## TEKST DO PRZECZYTANIA
══════

Jak opanować głębię ostrości i wykonywać ciekawe zdjęcia?

zdjecie  macro kwiatow z rozna glebia ostrosci

Wielu początkujących fotografów, którzy do tej pory w rękach trzymali kompakty, zżyma się nad tym, w jaki sposób profesjonalistom udaje się uzyskać atrakcyjne, rozmazane tło przy jednocześnie bardzo ostrym głównym obiekcie zainteresowania – twarzy portretowanej osoby, kwiecie, owadzie czy też innym obiekcie. To wszystko dzięki fizyce optycznej.

O tym, czy zdjęcie będzie miało tło rozmyte, czy ostre, decyduje głębia ostrości – im mniejsza, tym bardziej tło będzie niewyraźne i na odwrót – większa głębia to więcej dobrze widocznych obiektów na fotografii. Głębią ostrości bowiem nazywamy parametr, określający zakres odległości, w którym obiekty znajdujące się w kadrze aparatu będą wyraźne.

Skoro już o tym wiemy, to jak teraz uzyskać atrakcyjny efekt bokeh? Decydują o tym przede wszystkim trzy czynniki.

fotografia z efektem bokeh

Wartość przysłony

Przysłoną nazywamy element konstrukcyjny obiektywu, który składa się z określonej liczby listków, tworząc w naszym szkle mniejszy lub większy otwór (w zależności od ustawionej wartości). Reguluje ona ilość światła, które pada na matrycę, wpływając tym samym na głębię ostrości.

Wartość przysłony oznaczamy liczbą po literze f/. Co zatem oznaczana przykład f/1.4? To, że otwór względny obiektywu jest szeroko otwarty, umożliwiając padanie na sensor dużej ilości światła. Z każdym zwiększeniem wartości przysłony (której wartość wzrasta w przybliżeniu o 1,41, będąc wynikiem pierwiastka z dwóch) ilość światła padającego na przetwornik spada dwukrotnie (o 1 punkt wartości ekspozycji – EV).

Jak natomiast patrzeć na wielkość otworu względnego obiektywu z perspektywy uzyskania większej czy mniejszej głębi ostrości? Im większa jest ta wartość (czyli np. f/22), tym mniejszy jest otwór (większa przysłona) i większa głębia ostrości. Zwiększenie zatem przysłony oznacza, że nie tylko interesujący nas obiekt, ale również elementy tła będą o wiele wyraźniejsze. I w drugą stronę – jeśli przysłona jest szeroko otwarta, uzyskamy wówczas ładne rozmycie, o ile pozostałe czynniki będą sprzyjające.

Wielkość ogniskowej

Drugim parametrem, który jest ważny dla uzyskania efektownego rozmycia, jest ogniskowa obiektywu, którym dysponujemy. Długość ogniskowej decyduje m.in. o kącie widzenia zamontowanego szkła. Wszak, jeśli chcemy uchwycić atrakcyjny portret lub ciekawe zdjęcie w trybie makro, to liczy się jedynie idealna ostrość uchwycona na konkretnym obiekcie. Jeśli z kolei chcemy utrwalić piękny pejzaż, to najistotniejszy będzie szeroki kąt i oddanie możliwie jak największej ilości szczegółów z zachowaniem idealnej ostrości.

══════

## WYCINEK DANYCH

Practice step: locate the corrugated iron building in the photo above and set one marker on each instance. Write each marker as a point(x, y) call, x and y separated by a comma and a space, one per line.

══════

## POLECENIA
A – Jak w dwóch zdaniach streścić tekst o głębi ostrości?
B – Wypisz dosłownie z tekstu o głębi ostrości fragment od słów „Jak natomiast patrzeć” aż do słów „czynniki będą sprzyjające.” włącznie.

## ODPOWIEDZI KOŃCOWE
A – Głębia ostrości to zakres odległości, w którym obiekty w kadrze są wyraźne, i to ona decyduje, czy tło zdjęcia będzie rozmyte, czy ostre: im jest mniejsza, tym tło bardziej niewyraźne. Na uzyskanie efektu bokeh wpływa m.in. wartość przysłony, przy czym szeroko otwarta daje ładne rozmycie, a większa wyostrza także tło, oraz ogniskowa obiektywu, która decyduje m.in. o kącie widzenia.

B –
Jak natomiast patrzeć na wielkość otworu względnego obiektywu z perspektywy uzyskania większej czy mniejszej głębi ostrości? Im większa jest ta wartość (czyli np. f/22), tym mniejszy jest otwór (większa przysłona) i większa głębia ostrości. Zwiększenie zatem przysłony oznacza, że nie tylko interesujący nas obiekt, ale również elementy tła będą o wiele wyraźniejsze. I w drugą stronę – jeśli przysłona jest szeroko otwarta, uzyskamy wówczas ładne rozmycie, o ile pozostałe czynniki będą sprzyjające.